• EXCERPTED RECORDS

* * * * *

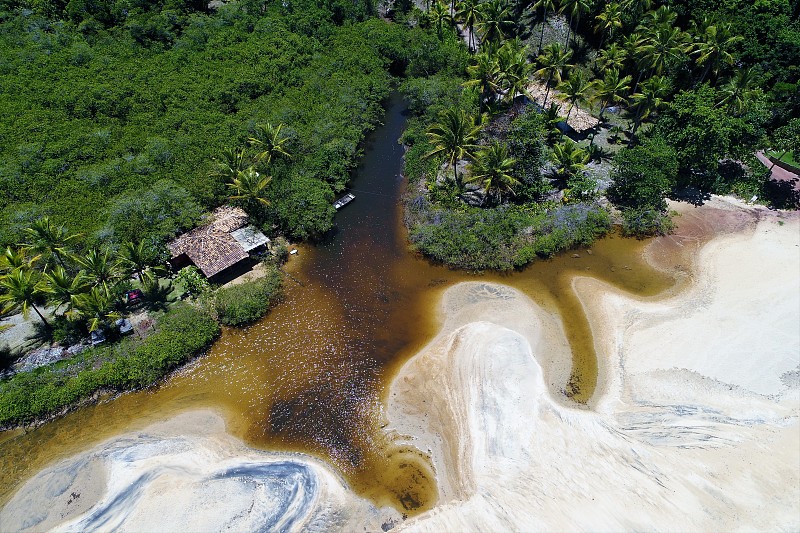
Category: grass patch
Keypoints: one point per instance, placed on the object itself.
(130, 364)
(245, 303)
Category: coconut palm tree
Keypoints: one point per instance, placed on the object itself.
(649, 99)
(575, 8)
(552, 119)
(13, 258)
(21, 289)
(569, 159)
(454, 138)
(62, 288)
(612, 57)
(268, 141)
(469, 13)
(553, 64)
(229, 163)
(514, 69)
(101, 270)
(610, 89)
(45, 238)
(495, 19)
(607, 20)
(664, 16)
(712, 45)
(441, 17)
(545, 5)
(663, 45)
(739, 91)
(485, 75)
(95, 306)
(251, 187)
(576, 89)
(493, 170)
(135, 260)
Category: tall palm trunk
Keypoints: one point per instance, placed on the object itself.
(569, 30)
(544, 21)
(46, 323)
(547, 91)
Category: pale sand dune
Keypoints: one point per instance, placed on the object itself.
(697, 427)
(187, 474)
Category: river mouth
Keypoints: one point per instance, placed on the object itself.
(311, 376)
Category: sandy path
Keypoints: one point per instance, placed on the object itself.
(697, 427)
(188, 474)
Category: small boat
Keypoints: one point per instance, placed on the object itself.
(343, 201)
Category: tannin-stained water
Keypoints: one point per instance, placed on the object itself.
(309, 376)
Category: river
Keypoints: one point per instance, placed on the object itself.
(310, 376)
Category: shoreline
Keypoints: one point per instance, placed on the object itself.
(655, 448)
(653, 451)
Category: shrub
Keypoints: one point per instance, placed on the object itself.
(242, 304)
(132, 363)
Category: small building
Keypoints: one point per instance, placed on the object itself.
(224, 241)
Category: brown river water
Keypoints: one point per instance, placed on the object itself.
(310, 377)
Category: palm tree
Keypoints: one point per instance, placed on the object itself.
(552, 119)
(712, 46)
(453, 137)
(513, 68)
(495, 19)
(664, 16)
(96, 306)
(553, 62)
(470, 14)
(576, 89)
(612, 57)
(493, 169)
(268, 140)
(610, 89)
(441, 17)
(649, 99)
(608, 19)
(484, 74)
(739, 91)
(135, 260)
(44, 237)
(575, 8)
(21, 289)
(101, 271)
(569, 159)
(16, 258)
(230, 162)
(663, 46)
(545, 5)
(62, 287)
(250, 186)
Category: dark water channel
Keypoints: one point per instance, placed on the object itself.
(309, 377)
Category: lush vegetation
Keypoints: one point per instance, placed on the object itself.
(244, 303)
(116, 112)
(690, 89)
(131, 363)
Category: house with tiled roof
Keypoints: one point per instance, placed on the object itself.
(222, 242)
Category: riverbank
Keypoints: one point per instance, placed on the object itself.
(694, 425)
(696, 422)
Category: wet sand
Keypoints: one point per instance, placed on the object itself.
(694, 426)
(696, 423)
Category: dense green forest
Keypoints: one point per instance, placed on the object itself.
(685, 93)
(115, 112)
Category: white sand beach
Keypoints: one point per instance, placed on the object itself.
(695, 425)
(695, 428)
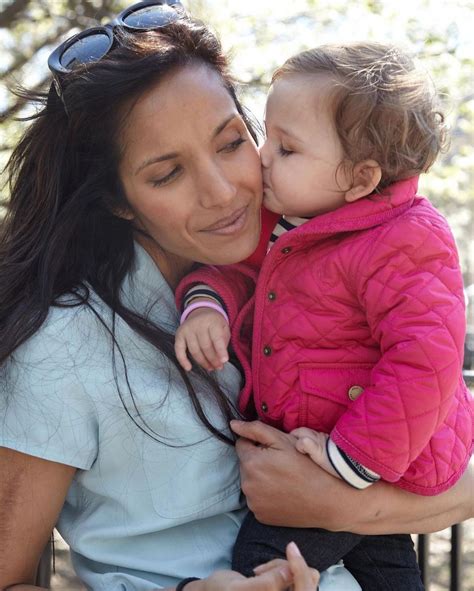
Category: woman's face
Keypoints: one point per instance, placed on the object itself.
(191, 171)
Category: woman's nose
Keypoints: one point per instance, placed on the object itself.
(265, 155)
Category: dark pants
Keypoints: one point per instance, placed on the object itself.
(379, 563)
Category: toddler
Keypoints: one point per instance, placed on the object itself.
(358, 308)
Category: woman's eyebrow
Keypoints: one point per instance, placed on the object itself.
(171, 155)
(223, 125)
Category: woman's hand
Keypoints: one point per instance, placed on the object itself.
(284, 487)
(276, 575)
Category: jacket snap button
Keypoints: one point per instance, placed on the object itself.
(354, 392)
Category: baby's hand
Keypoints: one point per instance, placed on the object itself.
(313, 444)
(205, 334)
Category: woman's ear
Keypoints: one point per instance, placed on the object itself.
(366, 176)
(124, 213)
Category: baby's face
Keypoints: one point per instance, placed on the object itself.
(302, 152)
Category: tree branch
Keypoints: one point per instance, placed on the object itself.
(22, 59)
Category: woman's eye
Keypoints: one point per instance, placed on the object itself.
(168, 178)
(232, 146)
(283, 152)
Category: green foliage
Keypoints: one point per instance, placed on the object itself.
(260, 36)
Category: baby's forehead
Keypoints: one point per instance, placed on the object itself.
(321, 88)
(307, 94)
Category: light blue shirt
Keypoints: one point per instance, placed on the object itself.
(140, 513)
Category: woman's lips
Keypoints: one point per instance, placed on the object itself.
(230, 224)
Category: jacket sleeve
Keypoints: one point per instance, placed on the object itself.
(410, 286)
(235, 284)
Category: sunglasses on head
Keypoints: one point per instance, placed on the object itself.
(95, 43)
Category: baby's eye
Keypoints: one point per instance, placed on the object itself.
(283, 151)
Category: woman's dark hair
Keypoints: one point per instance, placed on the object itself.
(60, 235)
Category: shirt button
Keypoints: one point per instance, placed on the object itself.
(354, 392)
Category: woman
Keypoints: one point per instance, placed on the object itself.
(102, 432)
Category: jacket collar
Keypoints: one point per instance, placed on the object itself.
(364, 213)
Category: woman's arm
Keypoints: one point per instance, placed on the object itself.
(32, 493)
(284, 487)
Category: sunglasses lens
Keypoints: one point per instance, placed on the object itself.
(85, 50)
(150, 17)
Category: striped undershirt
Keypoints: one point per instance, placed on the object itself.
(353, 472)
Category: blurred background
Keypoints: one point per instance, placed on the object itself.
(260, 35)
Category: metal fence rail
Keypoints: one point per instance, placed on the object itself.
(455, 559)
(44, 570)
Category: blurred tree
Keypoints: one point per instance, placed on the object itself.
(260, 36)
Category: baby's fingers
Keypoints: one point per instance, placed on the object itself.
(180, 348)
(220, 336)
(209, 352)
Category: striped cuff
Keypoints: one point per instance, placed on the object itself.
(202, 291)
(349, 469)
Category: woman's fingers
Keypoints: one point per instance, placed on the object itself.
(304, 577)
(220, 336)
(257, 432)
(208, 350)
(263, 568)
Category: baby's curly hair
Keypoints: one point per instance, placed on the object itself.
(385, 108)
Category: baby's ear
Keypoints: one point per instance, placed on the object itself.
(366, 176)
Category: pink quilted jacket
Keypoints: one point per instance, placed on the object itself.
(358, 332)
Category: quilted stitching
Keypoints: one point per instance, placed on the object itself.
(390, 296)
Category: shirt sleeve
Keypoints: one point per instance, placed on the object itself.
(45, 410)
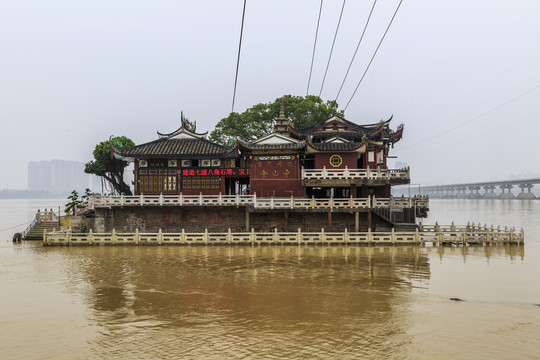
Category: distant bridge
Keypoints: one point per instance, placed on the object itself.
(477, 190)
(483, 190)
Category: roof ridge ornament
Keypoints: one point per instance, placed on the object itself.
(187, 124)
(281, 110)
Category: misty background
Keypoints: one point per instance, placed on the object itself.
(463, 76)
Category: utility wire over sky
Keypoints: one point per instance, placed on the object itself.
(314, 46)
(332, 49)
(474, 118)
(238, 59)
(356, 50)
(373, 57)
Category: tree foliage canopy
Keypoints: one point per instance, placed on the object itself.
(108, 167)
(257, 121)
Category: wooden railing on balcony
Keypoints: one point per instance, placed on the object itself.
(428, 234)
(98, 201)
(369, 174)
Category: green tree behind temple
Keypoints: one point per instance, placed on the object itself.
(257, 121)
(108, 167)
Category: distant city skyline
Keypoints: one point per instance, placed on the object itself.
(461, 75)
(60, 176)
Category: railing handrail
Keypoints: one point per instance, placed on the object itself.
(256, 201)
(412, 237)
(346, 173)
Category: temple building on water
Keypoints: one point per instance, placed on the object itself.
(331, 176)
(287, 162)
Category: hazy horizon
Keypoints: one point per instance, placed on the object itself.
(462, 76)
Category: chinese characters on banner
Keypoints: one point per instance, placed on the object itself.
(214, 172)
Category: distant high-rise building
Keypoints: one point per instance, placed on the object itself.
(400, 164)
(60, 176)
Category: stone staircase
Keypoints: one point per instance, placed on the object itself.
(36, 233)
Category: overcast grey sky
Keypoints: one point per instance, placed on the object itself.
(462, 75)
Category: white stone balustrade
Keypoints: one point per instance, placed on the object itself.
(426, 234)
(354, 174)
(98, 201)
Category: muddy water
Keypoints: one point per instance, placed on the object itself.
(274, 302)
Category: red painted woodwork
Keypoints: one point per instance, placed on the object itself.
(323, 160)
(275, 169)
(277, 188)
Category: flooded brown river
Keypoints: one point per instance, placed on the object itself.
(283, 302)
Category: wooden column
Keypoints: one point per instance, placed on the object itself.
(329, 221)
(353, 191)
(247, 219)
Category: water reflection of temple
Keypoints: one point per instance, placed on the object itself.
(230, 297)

* * * * *

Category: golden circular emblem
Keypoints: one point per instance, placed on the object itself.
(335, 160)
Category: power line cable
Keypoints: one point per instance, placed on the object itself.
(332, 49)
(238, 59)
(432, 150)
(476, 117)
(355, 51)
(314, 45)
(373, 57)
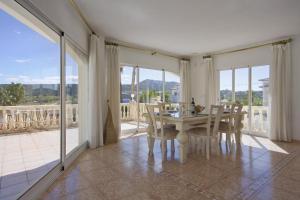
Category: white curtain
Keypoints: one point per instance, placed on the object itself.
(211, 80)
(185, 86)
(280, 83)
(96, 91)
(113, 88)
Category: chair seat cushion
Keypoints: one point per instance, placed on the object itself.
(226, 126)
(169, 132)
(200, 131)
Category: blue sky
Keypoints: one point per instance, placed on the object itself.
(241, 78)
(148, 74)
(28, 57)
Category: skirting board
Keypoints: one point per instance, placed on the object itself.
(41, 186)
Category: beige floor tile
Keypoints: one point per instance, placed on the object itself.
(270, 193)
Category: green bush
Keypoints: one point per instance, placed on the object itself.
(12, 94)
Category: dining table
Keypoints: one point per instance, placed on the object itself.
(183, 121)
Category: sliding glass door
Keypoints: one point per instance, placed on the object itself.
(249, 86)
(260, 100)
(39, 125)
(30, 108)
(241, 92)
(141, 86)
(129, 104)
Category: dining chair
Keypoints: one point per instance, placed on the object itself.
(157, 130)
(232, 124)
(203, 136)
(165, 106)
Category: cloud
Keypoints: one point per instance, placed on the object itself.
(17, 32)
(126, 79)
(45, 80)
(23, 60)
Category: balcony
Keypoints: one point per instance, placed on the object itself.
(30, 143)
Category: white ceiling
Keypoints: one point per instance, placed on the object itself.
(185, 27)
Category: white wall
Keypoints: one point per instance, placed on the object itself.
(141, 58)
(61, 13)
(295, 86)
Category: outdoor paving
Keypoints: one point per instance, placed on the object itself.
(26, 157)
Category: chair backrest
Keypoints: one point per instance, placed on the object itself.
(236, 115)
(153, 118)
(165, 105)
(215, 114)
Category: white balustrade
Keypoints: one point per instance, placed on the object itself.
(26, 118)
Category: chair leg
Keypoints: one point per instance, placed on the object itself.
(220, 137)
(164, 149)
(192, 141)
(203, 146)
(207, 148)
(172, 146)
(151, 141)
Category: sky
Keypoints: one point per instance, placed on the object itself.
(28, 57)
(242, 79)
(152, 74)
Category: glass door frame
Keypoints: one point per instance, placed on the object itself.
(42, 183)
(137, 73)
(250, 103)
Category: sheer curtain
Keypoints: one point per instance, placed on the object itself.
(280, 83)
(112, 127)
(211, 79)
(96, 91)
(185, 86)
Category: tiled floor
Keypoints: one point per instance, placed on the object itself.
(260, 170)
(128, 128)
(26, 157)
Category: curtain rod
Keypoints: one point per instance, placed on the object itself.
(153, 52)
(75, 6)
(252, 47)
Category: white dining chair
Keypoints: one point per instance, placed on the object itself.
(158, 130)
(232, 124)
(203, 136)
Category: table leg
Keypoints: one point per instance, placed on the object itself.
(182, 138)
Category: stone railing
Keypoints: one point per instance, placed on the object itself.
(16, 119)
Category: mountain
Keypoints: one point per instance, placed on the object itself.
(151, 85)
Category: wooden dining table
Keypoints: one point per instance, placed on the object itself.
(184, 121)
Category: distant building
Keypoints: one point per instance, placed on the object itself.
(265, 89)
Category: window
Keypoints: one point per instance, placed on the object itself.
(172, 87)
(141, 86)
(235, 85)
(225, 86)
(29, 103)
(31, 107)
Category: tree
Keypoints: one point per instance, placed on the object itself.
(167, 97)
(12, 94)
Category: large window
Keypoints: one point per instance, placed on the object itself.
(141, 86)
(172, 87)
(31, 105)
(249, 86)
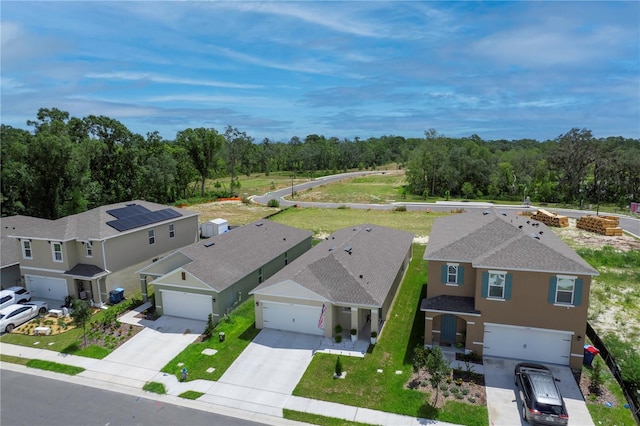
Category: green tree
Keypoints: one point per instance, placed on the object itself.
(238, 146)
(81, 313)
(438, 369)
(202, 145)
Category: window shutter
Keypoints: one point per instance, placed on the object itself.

* * * * *

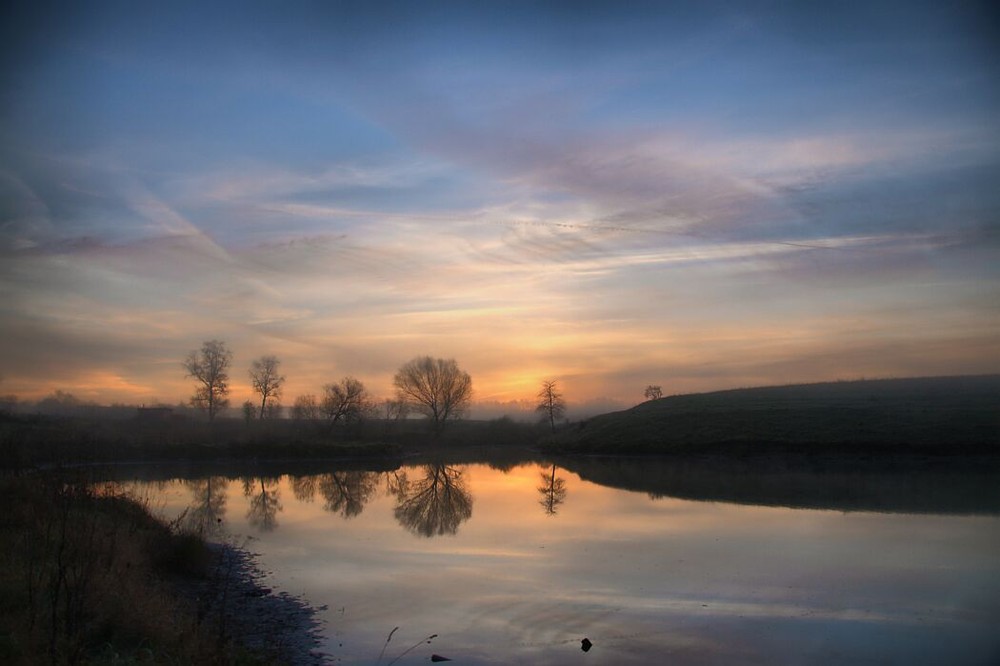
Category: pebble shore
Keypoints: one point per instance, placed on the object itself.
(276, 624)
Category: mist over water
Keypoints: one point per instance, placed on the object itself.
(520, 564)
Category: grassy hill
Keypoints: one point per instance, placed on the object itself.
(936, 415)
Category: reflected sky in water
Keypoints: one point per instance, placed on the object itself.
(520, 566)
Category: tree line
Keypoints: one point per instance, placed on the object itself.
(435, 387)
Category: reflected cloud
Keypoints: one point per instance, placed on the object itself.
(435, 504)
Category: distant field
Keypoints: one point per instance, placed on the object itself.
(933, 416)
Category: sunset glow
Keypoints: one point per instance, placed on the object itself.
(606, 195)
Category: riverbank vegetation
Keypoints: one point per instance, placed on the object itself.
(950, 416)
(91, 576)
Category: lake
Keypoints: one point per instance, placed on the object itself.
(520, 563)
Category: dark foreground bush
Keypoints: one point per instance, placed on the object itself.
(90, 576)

* * * * *

List each line in the material above that contains the string "stone", treating uppercase and lowercase as different.

• COMPLETE RESPONSE
Category: stone staircase
Category: white stone balustrade
Category: stone railing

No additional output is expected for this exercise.